▶ _Task description_
Transcribe exactly the line that contains "Where can the shrub" and every line after it through the end of the records, with nothing else.

▶ _Records shown_
★ ★ ★ ★ ★ ★ ★
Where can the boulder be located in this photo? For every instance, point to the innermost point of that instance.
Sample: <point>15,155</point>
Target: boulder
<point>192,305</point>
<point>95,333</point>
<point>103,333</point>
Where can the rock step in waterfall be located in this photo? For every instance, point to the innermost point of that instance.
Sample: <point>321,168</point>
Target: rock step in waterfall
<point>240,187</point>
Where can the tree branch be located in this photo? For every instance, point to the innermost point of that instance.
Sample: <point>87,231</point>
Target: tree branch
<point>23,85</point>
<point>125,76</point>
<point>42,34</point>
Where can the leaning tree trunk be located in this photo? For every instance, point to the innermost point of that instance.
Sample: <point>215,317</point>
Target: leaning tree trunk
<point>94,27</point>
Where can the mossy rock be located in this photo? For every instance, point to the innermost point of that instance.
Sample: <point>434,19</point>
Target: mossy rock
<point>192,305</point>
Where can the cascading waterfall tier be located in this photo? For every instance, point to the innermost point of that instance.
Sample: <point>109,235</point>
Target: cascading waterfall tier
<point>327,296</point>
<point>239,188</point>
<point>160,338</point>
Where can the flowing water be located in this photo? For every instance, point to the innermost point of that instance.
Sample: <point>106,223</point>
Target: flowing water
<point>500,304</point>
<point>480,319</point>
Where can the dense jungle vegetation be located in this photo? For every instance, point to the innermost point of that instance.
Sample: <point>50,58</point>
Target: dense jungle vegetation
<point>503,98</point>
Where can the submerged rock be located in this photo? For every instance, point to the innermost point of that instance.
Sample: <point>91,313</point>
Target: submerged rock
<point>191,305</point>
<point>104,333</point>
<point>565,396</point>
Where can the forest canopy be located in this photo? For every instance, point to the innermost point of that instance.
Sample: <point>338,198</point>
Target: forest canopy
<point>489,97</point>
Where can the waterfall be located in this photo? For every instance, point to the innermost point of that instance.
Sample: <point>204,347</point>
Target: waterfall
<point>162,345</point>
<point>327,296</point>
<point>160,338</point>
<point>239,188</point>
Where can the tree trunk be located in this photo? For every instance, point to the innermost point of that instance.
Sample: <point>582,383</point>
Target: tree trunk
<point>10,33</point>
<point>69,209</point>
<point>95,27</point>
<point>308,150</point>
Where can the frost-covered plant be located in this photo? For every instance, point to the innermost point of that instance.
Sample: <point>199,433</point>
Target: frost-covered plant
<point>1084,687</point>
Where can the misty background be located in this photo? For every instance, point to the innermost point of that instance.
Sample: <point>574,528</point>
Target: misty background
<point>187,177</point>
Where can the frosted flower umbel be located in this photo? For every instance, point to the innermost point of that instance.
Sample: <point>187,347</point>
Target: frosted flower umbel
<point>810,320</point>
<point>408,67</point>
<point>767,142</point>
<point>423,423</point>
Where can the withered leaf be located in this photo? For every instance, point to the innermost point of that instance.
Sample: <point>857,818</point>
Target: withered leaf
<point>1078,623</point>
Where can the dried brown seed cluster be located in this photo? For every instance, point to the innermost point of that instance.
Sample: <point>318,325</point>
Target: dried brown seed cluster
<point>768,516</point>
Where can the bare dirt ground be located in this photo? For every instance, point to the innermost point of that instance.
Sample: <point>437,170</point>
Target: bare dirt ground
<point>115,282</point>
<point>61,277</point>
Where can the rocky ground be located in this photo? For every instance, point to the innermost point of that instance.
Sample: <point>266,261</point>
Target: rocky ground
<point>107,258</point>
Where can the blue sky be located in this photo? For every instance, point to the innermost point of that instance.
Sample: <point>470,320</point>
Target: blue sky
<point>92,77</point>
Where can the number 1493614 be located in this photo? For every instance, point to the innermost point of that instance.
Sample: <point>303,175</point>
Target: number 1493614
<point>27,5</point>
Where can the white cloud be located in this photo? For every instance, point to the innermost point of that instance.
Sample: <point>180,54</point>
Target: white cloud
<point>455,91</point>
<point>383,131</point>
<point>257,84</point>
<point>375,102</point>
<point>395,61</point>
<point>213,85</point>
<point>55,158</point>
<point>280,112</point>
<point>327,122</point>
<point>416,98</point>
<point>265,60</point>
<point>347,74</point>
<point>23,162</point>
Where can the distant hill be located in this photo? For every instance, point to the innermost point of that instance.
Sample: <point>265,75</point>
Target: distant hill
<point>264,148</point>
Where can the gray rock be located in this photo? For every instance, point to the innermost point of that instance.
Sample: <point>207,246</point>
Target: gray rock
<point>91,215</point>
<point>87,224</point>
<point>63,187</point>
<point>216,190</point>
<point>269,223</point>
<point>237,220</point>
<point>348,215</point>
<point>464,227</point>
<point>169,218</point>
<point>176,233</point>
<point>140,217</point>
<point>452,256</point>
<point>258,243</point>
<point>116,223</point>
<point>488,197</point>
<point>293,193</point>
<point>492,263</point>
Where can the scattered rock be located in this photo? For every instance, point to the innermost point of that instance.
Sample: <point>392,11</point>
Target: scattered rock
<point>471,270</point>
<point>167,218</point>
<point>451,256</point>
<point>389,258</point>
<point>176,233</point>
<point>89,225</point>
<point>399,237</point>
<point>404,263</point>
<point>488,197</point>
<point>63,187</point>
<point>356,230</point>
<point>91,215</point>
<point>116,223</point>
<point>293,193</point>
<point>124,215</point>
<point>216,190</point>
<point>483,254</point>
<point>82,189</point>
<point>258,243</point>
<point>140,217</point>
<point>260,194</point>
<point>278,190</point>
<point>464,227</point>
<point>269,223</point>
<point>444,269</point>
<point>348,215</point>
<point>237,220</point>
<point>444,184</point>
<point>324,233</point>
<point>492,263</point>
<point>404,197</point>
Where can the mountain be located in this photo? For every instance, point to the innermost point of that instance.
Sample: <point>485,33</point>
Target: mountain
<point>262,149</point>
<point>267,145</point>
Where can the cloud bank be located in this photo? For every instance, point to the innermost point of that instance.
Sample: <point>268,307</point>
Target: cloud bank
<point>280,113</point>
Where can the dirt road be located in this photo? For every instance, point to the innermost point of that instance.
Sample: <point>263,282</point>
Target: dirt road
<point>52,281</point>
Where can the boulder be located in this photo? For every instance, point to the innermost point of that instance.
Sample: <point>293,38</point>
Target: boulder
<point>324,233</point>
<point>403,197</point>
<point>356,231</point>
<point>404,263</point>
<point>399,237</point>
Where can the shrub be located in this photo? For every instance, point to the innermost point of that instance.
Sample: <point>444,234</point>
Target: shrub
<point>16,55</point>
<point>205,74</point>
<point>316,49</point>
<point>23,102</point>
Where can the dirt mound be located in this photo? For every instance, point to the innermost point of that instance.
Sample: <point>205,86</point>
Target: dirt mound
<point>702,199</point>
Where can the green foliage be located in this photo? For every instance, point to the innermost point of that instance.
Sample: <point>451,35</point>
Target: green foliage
★ ★ ★ ★ ★ ★ ★
▶ _Response area_
Where can the shrub be located in this photo? For every instance, point to the innermost point of that instance.
Sample: <point>444,234</point>
Target: shrub
<point>16,55</point>
<point>205,74</point>
<point>316,49</point>
<point>23,102</point>
Where can the dirt mound be located in this photo? For every instance, point to the innermost point of that instance.
Sample: <point>205,86</point>
Target: dirt mound
<point>702,199</point>
Where can the green foliage be located in this photo? For every instance, point to the innermost point of that instance.
Sample: <point>451,35</point>
Target: green foliage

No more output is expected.